**Exercise aim**
An identical copy of every entry below is the required output.

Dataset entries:
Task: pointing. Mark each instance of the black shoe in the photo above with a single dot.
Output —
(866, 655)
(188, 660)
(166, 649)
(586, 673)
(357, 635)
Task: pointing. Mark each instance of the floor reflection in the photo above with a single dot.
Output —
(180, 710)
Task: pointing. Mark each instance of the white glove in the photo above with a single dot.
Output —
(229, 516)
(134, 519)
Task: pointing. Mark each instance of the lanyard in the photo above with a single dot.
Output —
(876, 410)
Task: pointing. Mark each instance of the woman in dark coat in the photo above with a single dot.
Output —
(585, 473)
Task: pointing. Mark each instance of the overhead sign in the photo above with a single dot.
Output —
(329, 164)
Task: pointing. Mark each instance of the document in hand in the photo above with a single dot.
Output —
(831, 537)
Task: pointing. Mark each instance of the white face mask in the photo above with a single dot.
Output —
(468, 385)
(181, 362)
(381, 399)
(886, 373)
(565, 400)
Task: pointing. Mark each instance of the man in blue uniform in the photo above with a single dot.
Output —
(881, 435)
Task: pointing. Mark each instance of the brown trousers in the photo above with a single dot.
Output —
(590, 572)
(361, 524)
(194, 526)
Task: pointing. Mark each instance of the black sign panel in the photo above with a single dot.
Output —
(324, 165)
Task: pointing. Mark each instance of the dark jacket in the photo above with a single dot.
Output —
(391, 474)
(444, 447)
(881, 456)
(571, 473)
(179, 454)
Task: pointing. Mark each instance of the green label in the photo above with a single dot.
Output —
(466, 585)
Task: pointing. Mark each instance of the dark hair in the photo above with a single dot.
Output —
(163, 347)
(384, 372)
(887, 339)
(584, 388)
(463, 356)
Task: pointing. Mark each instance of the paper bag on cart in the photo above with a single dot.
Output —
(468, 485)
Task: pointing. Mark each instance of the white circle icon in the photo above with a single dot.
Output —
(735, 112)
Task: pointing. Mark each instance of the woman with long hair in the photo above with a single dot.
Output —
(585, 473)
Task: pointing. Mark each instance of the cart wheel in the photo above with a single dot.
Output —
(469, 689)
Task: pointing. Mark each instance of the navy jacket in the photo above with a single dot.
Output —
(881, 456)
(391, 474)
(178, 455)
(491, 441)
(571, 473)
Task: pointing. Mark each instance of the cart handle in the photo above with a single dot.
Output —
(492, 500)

**Result below**
Task: pointing. Mark each instance of the black shoe in the photo above with a single dot.
Output —
(866, 655)
(188, 660)
(166, 649)
(586, 673)
(357, 635)
Task: pointing. Mark each instance of the floor reflection in the photo above with a single dot.
Output —
(180, 710)
Task: pointing. Mark each instance of the white glove in the photo above with a single dot.
Output —
(229, 516)
(134, 519)
Task: pointing. Mark each instance of the lanyard in the photo above with a single dot.
Output —
(876, 410)
Task: pointing. Mark each instance of the woman in dark coat in the photo above with a single dot.
Output —
(585, 473)
Task: pointing. Mark each instance of the overhead sign in the photo above with a single dot.
Output —
(329, 164)
Task: pointing. Mark each instance of the document in hand in the photo above with a single dot.
Output —
(831, 537)
Task: pointing. Mark each instance of the white face mask in the photo above with a single dot.
Output —
(468, 385)
(181, 362)
(381, 399)
(886, 373)
(565, 400)
Task: pointing. Mark each instance of the man in blue uniform in the photo above with a single dot.
Output —
(881, 435)
Task: pointing. Mark each instance of the brown trousers in the photo above with a single dot.
Output —
(590, 572)
(361, 524)
(194, 526)
Task: pointing. Mark each instance of the black sign panel in the photo above with a single dot.
Output —
(324, 165)
Task: pointing. Mark each instance of the dark jacket in the photo above with a single dot.
Output —
(391, 474)
(444, 447)
(881, 456)
(571, 473)
(179, 454)
Task: pointing. Mark each instance of the green label in the photo above with a single dot.
Output —
(466, 585)
Task: pointing. Mark each instance of the dark hair in the photo above with a single dot.
Output —
(163, 347)
(384, 372)
(887, 339)
(584, 388)
(463, 356)
Task: pointing. Mark each instance of the paper bag on cart in the photo above with a single dot.
Output —
(468, 485)
Task: pointing. Mark each instance of the white circle icon in the photo above with a single dot.
Output —
(735, 112)
Task: pointing. Mark each instance of the woman with long hair in the photo above with a single dot.
Output —
(585, 473)
Task: pointing. Mark each instance of the cart wheel in the photo above with a single dot.
Output —
(469, 689)
Task: pointing. Mark each instance of the navy jacket in the photo above with a single dot.
Output —
(881, 456)
(391, 474)
(178, 455)
(491, 441)
(571, 473)
Task: pointing. Mark each instance of the cart handle in the photo above with a single dot.
Output —
(492, 500)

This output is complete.